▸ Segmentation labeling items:
::::

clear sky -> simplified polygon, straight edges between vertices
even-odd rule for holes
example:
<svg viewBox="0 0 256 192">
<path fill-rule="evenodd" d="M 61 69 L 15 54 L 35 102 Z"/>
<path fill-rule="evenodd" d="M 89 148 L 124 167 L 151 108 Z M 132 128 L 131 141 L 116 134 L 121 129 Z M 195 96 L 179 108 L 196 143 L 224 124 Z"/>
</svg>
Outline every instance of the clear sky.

::::

▸ WRITTEN REQUEST: Edit the listing by replacing "clear sky" with "cloudless sky" wherever it appears, leaving everything else unchanged.

▸ REPLY TO THE EXERCISE:
cloudless sky -> simplified polygon, straight edges between vertices
even-odd rule for holes
example:
<svg viewBox="0 0 256 192">
<path fill-rule="evenodd" d="M 61 69 L 15 54 L 35 102 Z"/>
<path fill-rule="evenodd" d="M 89 148 L 124 167 L 151 108 Z M 132 128 L 131 141 L 116 134 L 121 129 Z M 195 96 L 179 108 L 196 143 L 224 124 Z"/>
</svg>
Outline every instance of the cloudless sky.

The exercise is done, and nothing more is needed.